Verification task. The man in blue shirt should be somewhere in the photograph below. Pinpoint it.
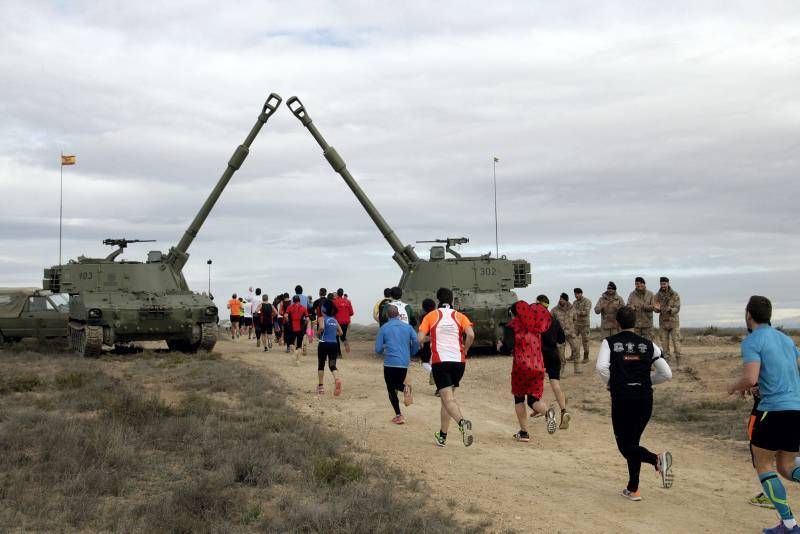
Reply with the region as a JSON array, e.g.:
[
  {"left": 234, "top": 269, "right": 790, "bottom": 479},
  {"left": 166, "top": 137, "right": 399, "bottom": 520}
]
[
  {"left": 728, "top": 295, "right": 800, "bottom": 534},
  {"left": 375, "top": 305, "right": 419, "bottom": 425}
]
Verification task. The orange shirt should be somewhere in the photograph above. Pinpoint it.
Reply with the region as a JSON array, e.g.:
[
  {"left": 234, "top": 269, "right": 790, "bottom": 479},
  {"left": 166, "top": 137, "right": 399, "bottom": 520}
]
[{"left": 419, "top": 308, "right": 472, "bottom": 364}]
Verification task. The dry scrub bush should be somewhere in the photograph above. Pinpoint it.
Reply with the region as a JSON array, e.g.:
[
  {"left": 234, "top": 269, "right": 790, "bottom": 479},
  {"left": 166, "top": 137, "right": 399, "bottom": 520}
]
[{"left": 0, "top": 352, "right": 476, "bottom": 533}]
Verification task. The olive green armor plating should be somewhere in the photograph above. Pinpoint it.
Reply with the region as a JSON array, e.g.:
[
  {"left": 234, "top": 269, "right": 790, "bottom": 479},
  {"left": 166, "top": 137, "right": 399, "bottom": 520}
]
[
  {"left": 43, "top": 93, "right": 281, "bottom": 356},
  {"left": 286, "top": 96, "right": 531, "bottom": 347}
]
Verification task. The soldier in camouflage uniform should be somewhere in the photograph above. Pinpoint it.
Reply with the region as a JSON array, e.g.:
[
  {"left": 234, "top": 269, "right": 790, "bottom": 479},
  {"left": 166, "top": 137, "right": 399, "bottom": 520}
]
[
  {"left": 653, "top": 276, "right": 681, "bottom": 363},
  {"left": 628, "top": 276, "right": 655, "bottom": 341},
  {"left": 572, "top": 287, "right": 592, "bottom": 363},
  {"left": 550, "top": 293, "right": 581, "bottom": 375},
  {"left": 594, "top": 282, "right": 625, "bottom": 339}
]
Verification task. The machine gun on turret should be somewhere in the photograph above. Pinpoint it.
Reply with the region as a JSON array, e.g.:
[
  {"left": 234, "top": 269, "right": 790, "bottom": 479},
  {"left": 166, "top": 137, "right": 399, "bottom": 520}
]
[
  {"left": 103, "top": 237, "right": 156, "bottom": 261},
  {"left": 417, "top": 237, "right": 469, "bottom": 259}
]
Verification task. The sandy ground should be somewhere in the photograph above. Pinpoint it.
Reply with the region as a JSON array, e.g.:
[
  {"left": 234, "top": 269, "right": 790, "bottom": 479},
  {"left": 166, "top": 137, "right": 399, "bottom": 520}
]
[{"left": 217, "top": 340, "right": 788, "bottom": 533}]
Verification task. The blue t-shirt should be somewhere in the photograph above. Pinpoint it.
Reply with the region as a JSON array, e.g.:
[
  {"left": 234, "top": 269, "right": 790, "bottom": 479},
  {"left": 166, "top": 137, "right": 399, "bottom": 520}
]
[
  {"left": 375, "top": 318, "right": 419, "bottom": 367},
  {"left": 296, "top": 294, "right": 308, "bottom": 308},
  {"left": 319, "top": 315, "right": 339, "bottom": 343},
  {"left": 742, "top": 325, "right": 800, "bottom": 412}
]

The request ->
Extract every line above that contains the word "blue", copying each one in full.

Written answer ->
Verification task. The man in blue shirt should be somewhere in the photograph below. Pinpoint it.
Verification task. The blue t-shirt should be somewhere in the photograph above. Pinpoint it.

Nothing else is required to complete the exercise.